“We’re aware of the controversy,” says Noor Syed, founding director of SUNY’s Center for Autism Inclusivity. “For that reason, we are [also] building an autistic supportive college through a multitiered system of supports. Our goal is to make this program compassionate, while our master’s program uses the ABA foundation for research … that suggests the best ways forward for improvement.”
To effectively help students with autism who encounter technology issues during online or hybrid learning, SUNY’s IT department will receive training on topics such as common autism co-diagnoses (anxiety is one), and effective communication practices such as visual aids.
The strengths-based model, which is humanistic rather than scientific, focuses on the individual’s strengths (including their personal strengths, as well as social and community networks). It works with individuals to help them overcome their unique barriers.
“We seek to empower our students rather than to change or fix them,” says Sanders Gardner. “We embrace their strengths and give them access to what they lack. We train our faculty — which includes our IT leadership team — to work with the individual to accept them as they are and to promote their well-being.”

Referring expression pointing data:
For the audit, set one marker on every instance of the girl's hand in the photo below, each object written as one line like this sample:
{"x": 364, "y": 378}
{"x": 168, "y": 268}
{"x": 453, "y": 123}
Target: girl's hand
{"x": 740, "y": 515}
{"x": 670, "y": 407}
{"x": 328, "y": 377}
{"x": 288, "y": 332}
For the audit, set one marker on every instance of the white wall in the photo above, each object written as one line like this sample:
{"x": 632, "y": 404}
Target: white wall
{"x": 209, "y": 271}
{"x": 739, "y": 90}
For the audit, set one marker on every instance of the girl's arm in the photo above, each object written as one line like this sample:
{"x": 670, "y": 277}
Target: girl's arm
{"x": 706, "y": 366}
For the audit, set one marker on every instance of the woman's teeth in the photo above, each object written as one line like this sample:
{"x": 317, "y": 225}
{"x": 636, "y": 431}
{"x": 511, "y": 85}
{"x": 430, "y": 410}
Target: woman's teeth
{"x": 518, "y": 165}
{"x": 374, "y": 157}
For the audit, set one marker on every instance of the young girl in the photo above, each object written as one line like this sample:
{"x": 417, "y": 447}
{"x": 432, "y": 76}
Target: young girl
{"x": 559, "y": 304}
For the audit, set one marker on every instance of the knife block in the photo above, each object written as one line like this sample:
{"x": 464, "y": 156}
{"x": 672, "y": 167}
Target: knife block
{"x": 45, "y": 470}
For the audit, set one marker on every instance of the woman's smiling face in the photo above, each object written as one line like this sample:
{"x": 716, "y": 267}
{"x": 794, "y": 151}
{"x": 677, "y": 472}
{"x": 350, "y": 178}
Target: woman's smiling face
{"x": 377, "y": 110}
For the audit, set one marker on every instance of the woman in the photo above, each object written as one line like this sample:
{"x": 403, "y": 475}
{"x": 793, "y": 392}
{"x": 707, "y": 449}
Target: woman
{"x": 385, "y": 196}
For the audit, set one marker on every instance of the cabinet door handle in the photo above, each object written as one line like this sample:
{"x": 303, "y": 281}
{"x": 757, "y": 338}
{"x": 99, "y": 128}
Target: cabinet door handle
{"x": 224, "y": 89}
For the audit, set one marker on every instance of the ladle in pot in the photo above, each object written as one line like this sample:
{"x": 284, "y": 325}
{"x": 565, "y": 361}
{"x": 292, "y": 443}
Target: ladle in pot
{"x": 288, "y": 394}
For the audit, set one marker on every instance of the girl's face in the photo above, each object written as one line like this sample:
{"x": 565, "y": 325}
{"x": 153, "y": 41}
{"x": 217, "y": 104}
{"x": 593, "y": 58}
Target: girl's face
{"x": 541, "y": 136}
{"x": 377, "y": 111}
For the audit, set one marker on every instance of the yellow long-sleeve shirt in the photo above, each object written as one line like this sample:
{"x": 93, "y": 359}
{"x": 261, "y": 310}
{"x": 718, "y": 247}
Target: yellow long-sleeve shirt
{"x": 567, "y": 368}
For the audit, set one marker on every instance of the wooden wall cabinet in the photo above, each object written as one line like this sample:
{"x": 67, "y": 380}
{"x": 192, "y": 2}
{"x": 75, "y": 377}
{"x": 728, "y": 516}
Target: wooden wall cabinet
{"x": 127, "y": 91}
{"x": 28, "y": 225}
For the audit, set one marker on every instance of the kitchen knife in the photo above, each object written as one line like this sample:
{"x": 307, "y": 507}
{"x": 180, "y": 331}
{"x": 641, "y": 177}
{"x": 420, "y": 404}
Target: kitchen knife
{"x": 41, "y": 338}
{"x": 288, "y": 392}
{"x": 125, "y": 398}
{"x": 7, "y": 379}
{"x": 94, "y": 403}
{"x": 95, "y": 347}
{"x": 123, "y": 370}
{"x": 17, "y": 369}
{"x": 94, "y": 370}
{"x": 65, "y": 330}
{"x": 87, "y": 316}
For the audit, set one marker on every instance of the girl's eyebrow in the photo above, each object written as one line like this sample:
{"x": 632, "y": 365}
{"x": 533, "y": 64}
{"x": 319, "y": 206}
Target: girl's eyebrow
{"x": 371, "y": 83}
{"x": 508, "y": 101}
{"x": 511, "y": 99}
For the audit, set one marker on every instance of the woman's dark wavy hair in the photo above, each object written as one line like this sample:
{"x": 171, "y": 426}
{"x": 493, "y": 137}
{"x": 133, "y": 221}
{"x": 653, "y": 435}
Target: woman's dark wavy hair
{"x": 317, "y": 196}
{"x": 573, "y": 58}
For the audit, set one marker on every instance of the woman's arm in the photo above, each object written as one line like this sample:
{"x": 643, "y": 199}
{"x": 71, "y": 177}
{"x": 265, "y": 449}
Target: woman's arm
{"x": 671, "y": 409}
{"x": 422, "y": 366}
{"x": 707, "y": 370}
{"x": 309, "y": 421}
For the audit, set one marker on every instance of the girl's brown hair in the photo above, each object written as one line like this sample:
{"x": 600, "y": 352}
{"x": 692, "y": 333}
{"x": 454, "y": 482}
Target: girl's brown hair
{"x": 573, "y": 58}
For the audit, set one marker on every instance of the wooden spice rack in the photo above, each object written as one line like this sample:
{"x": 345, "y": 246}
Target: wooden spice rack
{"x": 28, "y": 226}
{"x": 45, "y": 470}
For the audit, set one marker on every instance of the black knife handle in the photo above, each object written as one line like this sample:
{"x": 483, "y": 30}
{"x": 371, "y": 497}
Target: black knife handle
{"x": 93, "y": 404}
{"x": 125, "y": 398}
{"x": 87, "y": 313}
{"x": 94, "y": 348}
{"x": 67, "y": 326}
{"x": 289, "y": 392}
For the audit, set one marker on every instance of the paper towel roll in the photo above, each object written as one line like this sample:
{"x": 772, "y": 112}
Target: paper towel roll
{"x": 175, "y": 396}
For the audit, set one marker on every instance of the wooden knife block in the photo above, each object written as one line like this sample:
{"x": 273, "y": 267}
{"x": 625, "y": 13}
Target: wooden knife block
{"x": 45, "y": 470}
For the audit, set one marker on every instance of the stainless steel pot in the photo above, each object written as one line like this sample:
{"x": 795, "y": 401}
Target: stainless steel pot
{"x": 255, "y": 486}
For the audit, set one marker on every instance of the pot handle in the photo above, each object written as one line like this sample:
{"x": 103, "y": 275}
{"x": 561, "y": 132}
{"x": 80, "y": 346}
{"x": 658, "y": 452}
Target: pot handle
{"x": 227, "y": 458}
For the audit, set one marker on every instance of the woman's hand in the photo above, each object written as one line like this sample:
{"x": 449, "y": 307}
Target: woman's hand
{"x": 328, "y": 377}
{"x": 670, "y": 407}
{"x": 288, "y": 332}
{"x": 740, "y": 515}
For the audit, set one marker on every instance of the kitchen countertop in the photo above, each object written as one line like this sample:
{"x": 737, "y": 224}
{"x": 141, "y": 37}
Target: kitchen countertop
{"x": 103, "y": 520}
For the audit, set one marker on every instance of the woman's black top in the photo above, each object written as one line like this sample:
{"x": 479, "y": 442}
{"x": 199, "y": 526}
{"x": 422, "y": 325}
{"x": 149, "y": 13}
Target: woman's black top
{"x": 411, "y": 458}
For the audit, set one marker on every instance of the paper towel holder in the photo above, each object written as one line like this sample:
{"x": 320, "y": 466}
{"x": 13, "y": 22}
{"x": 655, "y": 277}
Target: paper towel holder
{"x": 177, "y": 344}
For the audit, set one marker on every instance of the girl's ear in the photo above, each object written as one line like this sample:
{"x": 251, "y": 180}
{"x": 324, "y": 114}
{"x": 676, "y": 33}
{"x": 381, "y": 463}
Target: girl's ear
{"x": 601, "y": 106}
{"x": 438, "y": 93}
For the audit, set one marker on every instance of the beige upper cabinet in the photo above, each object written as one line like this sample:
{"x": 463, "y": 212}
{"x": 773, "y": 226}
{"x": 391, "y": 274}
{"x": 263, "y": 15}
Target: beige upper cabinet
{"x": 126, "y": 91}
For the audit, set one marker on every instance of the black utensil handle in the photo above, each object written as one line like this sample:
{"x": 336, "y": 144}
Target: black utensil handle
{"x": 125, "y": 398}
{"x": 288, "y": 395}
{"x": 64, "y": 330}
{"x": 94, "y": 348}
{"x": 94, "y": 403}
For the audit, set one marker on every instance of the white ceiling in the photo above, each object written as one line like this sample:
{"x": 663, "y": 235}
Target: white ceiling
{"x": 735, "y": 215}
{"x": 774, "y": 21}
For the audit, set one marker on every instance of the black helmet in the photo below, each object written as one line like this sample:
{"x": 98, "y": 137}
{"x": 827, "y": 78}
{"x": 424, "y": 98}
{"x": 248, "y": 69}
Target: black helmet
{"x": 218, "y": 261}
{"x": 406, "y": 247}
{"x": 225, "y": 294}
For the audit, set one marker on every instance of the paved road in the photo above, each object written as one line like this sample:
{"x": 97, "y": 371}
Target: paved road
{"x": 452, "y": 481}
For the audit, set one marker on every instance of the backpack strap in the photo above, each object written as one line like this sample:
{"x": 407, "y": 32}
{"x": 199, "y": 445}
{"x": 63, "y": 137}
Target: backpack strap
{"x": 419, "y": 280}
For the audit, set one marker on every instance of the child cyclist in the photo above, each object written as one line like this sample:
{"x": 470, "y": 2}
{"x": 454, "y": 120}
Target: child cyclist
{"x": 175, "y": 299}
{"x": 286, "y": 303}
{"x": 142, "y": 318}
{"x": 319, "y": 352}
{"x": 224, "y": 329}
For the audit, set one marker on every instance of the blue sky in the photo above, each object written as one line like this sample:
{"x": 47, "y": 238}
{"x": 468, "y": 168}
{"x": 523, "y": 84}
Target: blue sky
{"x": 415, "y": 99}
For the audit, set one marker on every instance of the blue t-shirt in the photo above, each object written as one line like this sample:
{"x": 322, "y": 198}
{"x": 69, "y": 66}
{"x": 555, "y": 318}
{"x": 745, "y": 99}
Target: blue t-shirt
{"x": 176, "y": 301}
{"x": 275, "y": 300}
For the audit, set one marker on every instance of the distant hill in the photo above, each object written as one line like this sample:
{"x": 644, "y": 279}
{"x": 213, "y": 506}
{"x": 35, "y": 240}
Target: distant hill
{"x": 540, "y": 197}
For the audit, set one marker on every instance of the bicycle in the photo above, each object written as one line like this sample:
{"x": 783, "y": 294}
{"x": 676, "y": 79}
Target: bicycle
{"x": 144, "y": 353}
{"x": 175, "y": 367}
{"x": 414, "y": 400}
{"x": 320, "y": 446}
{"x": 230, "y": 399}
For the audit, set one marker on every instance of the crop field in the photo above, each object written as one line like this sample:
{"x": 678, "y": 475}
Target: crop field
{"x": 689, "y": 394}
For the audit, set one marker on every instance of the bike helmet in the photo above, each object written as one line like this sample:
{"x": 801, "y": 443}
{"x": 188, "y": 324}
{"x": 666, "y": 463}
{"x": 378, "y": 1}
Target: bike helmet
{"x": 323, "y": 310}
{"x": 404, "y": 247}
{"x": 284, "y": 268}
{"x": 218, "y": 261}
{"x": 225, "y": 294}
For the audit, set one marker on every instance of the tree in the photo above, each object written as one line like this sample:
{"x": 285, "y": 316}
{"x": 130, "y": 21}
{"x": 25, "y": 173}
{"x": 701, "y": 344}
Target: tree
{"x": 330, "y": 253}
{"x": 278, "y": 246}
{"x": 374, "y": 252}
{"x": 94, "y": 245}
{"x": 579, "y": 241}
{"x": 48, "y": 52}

**Activity list:**
(a) According to the passage on autism support at SUNY, what position does Noor Syed hold?
(b) Write a continuation of the passage on autism support at SUNY, starting after its final sentence.
The records bear no relation to the passage on autism support at SUNY.

**Answers below:**
(a) Noor Syed is the founding director of SUNY's Center for Autism Inclusivity.

(b)
MORE ON EDTECH: Empower professors and students to use accessibility features.
SUNY and Bellevue: Strengths-Based Model and ABA in Practice
Here’s how each institution would use its particular treatment plan.
SUNY/ Anderson Autism Supportive College:
SUNY bases its program on iterative research. The university ran eight focus groups and 20 interviews to assess autistic students’ needs. This evidence-based approach will be used throughout the initiative.
“Questions include: Is our training successful? Is our mentorship helpful? At the same time, it’s a bottoms-up approach,” Syed says. “I can’t ideate because I’m not neurodiverse. I go to them [our autistic students and autistic alumni] for feedback. Then I say, let’s do all of that. Let’s assess it.”
Bellevue’s Neurodiversity Navigators Program:
“We use a threefold approach,” Sanders Gardner says. “We support our students, praising their strengths and job skills. Second, we help them find ways to remove their barriers, whether it’s college accommodation, workplace skills, social relationships and so forth. Finally, we help them with self-advocacy, where they learn to speak up for themselves and their interests.”
In a March 2021 co-authored paper on what they’d learned from their remote learning experiences, Sanders Gardner and her colleagues recommended that program leaders work individually with students to assess their needs and provide academic, mental health and socialization support.
RELATED: Resolve remote learning struggles for students with vision and hearing loss.
Best Practices for IT Teams That Support Students with Autism
For IT team departments that support students with autism, it helps to keep the Cultural Iceberg concept in mind. When communicating with people on the spectrum, observers may see just the surface of the iceberg — only 10 percent of what that person meant to say.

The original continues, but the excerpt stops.